## begin Material for the task
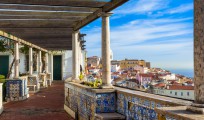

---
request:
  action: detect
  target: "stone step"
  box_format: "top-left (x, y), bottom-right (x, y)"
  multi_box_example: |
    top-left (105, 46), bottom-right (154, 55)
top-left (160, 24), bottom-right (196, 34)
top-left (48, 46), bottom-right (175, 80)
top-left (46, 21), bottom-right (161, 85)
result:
top-left (95, 113), bottom-right (125, 120)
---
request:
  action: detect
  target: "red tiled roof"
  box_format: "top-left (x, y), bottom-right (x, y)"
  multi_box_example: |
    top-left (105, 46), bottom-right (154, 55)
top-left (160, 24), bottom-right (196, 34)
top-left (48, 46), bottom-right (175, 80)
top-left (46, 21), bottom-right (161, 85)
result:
top-left (140, 74), bottom-right (153, 77)
top-left (154, 83), bottom-right (165, 87)
top-left (168, 85), bottom-right (194, 90)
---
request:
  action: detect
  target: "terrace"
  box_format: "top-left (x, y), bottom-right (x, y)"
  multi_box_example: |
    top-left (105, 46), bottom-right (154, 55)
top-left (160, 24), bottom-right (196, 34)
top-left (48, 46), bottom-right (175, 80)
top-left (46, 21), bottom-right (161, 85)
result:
top-left (0, 0), bottom-right (204, 120)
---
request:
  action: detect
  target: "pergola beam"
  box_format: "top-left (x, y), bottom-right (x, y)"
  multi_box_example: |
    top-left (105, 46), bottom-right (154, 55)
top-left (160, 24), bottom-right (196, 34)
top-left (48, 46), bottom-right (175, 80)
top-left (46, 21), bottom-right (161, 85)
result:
top-left (0, 10), bottom-right (92, 17)
top-left (0, 4), bottom-right (97, 12)
top-left (0, 0), bottom-right (107, 8)
top-left (0, 31), bottom-right (48, 52)
top-left (0, 20), bottom-right (73, 28)
top-left (0, 14), bottom-right (85, 21)
top-left (74, 0), bottom-right (128, 31)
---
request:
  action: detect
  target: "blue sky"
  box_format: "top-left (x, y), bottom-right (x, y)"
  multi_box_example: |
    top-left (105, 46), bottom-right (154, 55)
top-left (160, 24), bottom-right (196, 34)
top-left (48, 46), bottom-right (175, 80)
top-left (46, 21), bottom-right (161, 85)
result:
top-left (81, 0), bottom-right (193, 69)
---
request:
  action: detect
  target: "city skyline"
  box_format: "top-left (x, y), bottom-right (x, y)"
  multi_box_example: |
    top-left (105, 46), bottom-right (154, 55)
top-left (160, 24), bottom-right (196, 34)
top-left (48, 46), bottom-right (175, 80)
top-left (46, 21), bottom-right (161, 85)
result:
top-left (81, 0), bottom-right (193, 70)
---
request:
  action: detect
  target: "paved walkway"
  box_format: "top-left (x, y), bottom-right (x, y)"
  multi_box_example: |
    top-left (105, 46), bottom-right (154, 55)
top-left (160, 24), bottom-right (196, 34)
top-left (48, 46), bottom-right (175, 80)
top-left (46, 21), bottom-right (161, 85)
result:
top-left (0, 81), bottom-right (73, 120)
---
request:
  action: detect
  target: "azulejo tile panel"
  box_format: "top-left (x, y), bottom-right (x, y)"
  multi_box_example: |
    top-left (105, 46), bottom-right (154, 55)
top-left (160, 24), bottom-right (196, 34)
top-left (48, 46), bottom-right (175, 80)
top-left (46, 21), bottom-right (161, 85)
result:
## end Material for the task
What the exercise asks:
Retype the data exactly as it stands, starting at the very beginning and ending with the line that contains "top-left (95, 113), bottom-right (125, 120)". Leave the pictures out of your answer.

Solution for this problem:
---
request:
  action: detect
  target: "stone step"
  box_format: "top-left (x, y), bottom-right (x, y)"
  multi_box_example: |
    top-left (105, 46), bottom-right (154, 55)
top-left (160, 24), bottom-right (196, 34)
top-left (48, 46), bottom-right (175, 80)
top-left (46, 21), bottom-right (161, 85)
result:
top-left (95, 113), bottom-right (125, 120)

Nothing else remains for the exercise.